::: Records :::

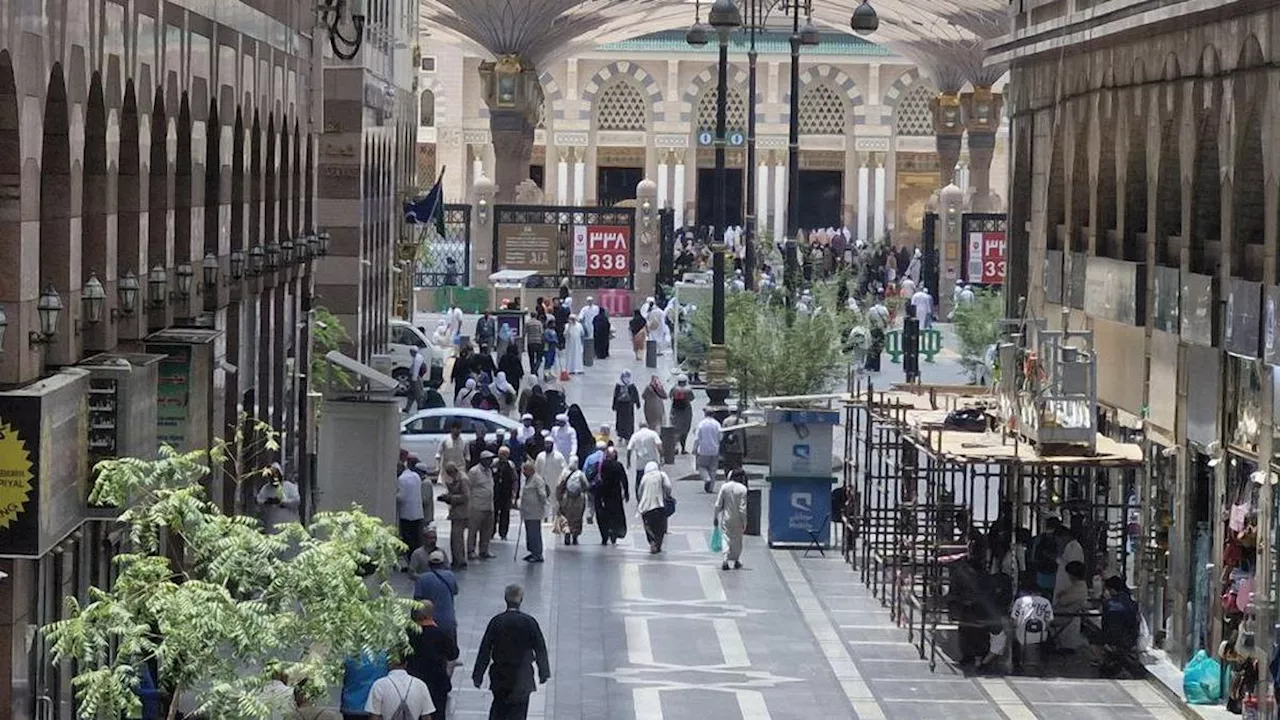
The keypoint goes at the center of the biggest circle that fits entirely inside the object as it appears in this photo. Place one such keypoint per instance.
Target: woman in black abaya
(600, 328)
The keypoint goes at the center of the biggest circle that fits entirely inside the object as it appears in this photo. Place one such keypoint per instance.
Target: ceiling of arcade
(944, 36)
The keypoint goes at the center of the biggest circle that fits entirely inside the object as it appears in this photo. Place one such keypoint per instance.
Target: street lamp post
(725, 17)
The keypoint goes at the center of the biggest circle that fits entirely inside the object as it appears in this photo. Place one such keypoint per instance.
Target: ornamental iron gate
(581, 245)
(446, 261)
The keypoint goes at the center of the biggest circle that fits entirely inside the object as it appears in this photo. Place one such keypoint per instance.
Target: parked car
(403, 336)
(423, 432)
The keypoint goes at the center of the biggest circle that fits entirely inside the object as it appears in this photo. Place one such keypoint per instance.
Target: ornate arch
(837, 81)
(621, 71)
(705, 81)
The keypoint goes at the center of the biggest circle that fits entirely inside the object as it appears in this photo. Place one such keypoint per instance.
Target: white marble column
(780, 200)
(864, 206)
(762, 197)
(679, 191)
(580, 177)
(662, 180)
(880, 200)
(562, 178)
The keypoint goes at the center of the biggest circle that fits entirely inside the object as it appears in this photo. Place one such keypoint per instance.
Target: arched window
(735, 109)
(621, 108)
(426, 109)
(914, 114)
(822, 112)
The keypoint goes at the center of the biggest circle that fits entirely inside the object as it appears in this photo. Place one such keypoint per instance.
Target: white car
(423, 432)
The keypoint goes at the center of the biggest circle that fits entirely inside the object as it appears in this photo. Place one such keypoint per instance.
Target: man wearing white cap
(563, 436)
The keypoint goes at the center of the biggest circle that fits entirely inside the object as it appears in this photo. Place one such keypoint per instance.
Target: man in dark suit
(512, 643)
(434, 652)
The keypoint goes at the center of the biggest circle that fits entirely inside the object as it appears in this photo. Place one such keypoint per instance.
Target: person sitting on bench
(1120, 628)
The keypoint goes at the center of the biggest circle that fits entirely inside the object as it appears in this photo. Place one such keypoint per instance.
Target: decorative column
(481, 226)
(982, 113)
(878, 232)
(662, 177)
(864, 206)
(562, 177)
(579, 176)
(949, 130)
(476, 153)
(762, 196)
(679, 191)
(780, 201)
(513, 95)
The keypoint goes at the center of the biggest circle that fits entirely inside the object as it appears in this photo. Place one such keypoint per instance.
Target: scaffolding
(926, 491)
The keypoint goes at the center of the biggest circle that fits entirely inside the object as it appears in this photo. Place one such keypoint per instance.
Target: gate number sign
(602, 251)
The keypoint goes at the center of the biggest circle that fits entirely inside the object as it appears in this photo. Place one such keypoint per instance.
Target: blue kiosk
(800, 475)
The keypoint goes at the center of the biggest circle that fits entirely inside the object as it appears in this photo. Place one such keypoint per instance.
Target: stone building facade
(1144, 206)
(159, 185)
(647, 106)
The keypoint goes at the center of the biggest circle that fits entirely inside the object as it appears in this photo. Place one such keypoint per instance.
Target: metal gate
(929, 268)
(446, 261)
(540, 238)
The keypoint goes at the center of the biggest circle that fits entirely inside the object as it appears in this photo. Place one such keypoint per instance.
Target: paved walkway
(643, 637)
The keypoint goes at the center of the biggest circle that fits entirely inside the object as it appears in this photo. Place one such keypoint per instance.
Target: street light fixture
(48, 308)
(127, 290)
(158, 286)
(92, 297)
(864, 19)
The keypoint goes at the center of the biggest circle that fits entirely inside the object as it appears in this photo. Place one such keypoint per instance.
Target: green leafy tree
(220, 605)
(767, 355)
(977, 327)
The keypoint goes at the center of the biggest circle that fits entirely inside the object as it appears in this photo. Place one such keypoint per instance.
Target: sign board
(796, 507)
(529, 247)
(986, 258)
(602, 251)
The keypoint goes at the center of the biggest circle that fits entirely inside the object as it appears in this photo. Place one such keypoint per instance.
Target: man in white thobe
(923, 304)
(574, 346)
(731, 518)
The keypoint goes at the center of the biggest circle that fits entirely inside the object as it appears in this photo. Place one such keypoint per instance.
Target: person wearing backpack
(571, 495)
(400, 696)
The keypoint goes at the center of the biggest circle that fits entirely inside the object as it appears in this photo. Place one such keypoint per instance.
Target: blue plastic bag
(1202, 680)
(717, 541)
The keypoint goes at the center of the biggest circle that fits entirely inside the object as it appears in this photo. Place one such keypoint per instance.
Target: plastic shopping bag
(1202, 680)
(717, 541)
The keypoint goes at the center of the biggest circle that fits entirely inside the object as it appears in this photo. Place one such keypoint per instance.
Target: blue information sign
(799, 506)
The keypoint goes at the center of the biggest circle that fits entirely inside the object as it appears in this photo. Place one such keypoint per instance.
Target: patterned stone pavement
(643, 637)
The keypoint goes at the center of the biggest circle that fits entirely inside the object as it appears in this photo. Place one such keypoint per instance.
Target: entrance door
(707, 188)
(615, 185)
(819, 199)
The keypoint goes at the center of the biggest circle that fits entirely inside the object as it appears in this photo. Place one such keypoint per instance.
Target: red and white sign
(602, 251)
(986, 258)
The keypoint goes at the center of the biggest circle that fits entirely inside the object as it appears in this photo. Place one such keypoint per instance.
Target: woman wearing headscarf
(639, 333)
(654, 402)
(466, 396)
(581, 431)
(571, 493)
(682, 409)
(512, 364)
(504, 393)
(600, 332)
(626, 399)
(609, 497)
(652, 505)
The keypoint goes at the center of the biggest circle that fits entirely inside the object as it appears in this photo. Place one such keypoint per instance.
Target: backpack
(402, 711)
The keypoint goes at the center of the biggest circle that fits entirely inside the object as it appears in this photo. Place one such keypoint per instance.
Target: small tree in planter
(977, 327)
(237, 607)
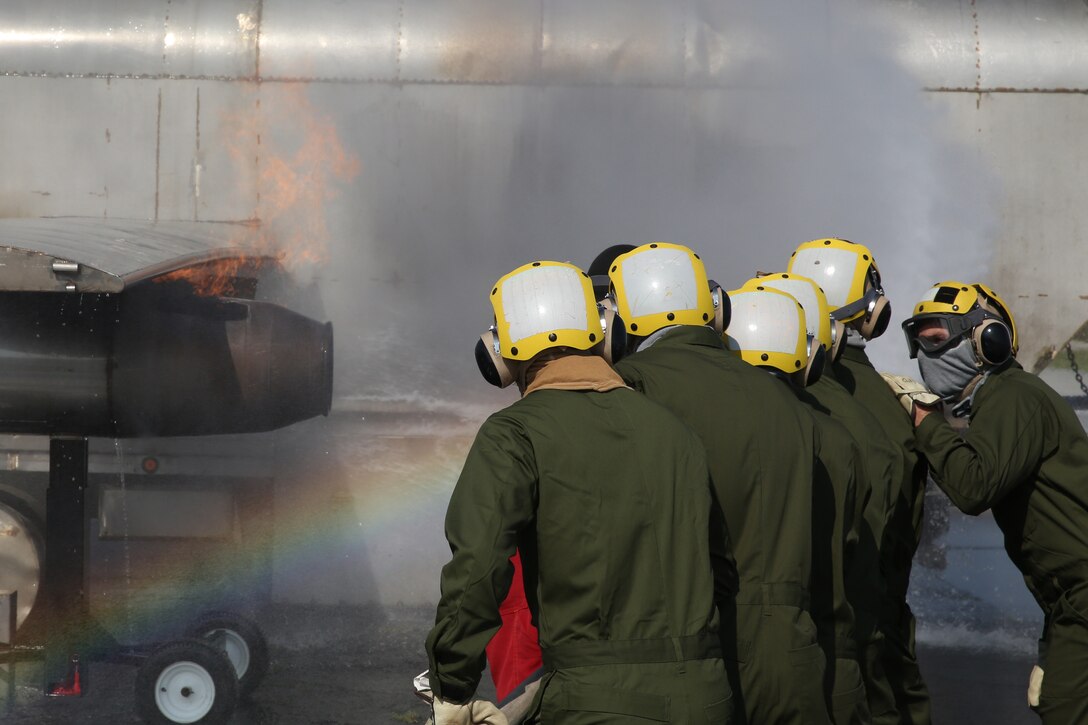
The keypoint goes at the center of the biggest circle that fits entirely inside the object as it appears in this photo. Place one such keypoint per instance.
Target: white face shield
(764, 323)
(833, 270)
(659, 281)
(542, 299)
(804, 294)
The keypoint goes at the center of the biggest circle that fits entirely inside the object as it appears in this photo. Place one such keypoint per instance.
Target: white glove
(1035, 687)
(910, 391)
(474, 712)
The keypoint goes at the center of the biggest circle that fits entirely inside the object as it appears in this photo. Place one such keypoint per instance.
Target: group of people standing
(711, 501)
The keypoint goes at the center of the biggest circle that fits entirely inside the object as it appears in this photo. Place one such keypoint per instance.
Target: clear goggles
(920, 333)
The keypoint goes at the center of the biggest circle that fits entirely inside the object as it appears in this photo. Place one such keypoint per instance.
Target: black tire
(230, 631)
(187, 680)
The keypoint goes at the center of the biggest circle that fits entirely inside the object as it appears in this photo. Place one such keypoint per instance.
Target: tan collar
(572, 372)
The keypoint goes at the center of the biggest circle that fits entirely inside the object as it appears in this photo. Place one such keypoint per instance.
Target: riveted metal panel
(480, 41)
(333, 39)
(130, 38)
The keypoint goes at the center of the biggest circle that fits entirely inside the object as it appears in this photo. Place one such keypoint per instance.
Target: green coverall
(761, 451)
(607, 498)
(837, 516)
(881, 465)
(1025, 456)
(901, 537)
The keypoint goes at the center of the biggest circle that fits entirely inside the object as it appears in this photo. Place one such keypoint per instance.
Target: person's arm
(1002, 450)
(494, 498)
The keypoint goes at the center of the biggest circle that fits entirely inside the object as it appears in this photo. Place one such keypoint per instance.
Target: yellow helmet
(659, 284)
(849, 275)
(962, 309)
(538, 306)
(818, 321)
(767, 329)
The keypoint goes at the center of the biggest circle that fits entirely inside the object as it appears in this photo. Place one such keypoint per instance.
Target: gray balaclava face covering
(950, 371)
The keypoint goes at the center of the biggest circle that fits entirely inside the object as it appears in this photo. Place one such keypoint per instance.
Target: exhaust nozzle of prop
(185, 347)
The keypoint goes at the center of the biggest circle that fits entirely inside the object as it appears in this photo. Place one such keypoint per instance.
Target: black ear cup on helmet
(492, 366)
(615, 331)
(722, 309)
(817, 358)
(993, 342)
(874, 324)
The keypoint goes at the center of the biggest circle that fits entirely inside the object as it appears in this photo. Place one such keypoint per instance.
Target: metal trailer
(81, 345)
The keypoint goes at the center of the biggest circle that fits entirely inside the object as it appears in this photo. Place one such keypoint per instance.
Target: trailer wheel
(242, 640)
(187, 680)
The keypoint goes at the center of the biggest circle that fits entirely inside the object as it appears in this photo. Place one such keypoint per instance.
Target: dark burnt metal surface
(108, 329)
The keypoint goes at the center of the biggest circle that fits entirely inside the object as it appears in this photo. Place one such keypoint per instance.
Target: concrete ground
(354, 666)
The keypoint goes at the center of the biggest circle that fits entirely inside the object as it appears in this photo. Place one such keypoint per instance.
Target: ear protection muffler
(876, 321)
(615, 332)
(722, 309)
(817, 358)
(493, 367)
(992, 341)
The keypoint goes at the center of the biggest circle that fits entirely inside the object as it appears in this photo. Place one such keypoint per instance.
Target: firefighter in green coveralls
(768, 330)
(881, 463)
(1024, 456)
(848, 273)
(607, 498)
(762, 456)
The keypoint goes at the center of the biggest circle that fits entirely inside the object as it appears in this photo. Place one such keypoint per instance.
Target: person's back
(881, 470)
(849, 275)
(761, 457)
(610, 498)
(607, 498)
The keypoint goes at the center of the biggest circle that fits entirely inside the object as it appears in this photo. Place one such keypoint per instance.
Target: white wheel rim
(235, 647)
(184, 692)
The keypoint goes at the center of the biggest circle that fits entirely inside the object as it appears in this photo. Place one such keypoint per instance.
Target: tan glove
(474, 712)
(910, 391)
(1035, 687)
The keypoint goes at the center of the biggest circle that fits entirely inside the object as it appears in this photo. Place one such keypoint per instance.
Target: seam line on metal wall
(433, 82)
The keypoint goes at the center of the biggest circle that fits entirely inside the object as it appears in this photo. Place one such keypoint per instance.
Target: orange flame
(293, 191)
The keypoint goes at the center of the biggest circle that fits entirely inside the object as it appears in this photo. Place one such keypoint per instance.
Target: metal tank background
(473, 136)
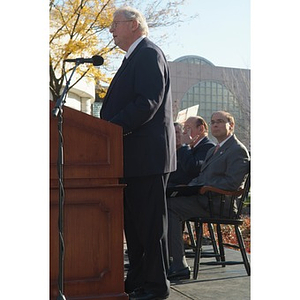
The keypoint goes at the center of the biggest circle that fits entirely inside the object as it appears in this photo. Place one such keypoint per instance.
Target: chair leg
(189, 228)
(242, 249)
(198, 251)
(213, 240)
(221, 246)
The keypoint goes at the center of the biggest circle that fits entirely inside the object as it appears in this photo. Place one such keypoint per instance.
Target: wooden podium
(93, 208)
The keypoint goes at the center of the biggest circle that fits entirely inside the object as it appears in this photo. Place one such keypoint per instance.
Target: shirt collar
(222, 143)
(133, 46)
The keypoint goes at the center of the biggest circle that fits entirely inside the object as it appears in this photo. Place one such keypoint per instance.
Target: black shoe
(180, 274)
(141, 294)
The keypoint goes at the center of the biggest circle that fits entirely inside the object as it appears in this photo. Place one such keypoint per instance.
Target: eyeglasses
(219, 121)
(114, 24)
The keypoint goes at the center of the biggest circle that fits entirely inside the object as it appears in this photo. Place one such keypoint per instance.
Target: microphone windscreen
(97, 60)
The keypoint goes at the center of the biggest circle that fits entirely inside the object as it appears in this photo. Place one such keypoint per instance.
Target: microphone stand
(58, 112)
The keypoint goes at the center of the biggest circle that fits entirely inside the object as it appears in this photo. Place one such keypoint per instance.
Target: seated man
(192, 145)
(225, 167)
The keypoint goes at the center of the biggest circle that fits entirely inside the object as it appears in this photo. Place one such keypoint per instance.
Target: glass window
(212, 96)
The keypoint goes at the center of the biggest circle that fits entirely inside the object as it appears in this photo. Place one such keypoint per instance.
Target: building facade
(197, 81)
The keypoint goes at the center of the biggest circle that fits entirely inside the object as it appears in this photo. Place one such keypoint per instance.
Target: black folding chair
(237, 197)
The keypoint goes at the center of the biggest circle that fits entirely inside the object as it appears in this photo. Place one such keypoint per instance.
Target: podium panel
(93, 208)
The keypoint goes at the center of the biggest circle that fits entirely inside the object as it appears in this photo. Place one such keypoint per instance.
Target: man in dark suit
(225, 167)
(192, 146)
(139, 100)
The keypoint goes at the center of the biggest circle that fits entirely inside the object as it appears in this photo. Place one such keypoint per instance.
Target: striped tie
(217, 148)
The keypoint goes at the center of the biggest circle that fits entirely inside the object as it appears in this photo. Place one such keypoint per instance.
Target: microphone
(96, 60)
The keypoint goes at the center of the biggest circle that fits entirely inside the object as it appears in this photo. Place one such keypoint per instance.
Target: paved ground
(214, 282)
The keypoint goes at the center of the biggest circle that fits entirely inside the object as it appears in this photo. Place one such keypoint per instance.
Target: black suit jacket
(139, 100)
(189, 161)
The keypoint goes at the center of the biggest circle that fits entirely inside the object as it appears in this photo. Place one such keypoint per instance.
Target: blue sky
(220, 33)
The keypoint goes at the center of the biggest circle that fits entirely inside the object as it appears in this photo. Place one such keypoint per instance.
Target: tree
(80, 28)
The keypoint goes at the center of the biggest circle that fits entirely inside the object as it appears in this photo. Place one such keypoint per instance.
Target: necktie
(217, 148)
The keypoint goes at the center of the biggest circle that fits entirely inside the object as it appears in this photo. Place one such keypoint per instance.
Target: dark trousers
(146, 229)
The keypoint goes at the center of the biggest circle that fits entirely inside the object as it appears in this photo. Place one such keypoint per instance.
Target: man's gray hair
(133, 14)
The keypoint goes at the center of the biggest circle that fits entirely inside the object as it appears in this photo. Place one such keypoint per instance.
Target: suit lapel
(123, 67)
(211, 157)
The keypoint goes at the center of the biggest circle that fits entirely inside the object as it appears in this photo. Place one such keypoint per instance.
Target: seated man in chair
(225, 167)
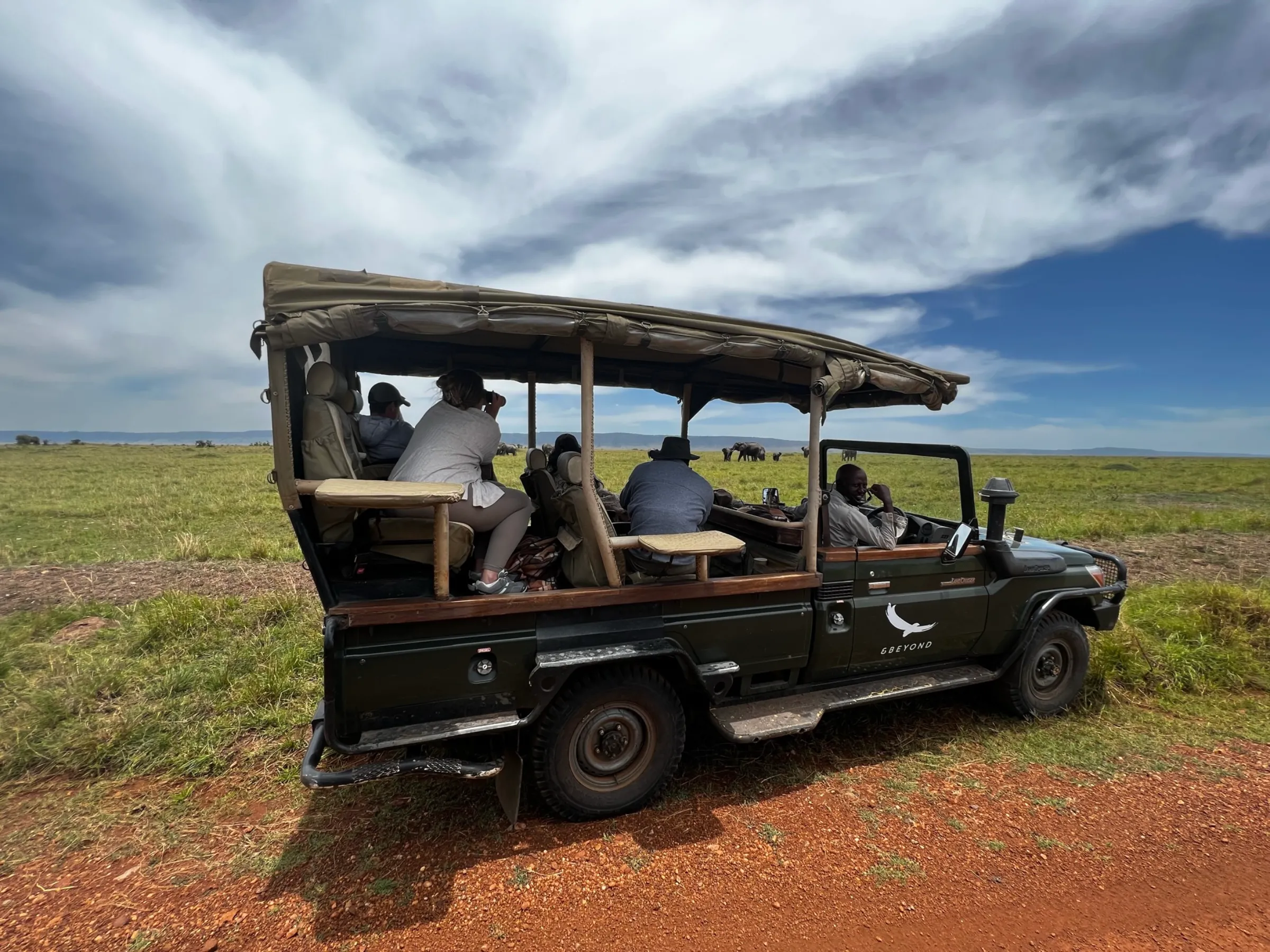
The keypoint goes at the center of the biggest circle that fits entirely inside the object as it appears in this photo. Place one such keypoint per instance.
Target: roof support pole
(587, 352)
(280, 409)
(534, 411)
(441, 551)
(812, 522)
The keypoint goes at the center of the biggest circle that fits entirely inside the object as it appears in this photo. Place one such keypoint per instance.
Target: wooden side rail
(703, 545)
(380, 494)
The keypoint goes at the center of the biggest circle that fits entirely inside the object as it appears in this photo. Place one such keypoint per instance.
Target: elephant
(750, 451)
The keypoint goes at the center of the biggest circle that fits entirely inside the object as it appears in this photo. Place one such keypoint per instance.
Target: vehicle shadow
(385, 856)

:::

→ **Task directions**
Copy each line of the items above that contains the word "wheel", matching case exactly.

→ **Result**
Target: trailer wheel
Target: white wheel rim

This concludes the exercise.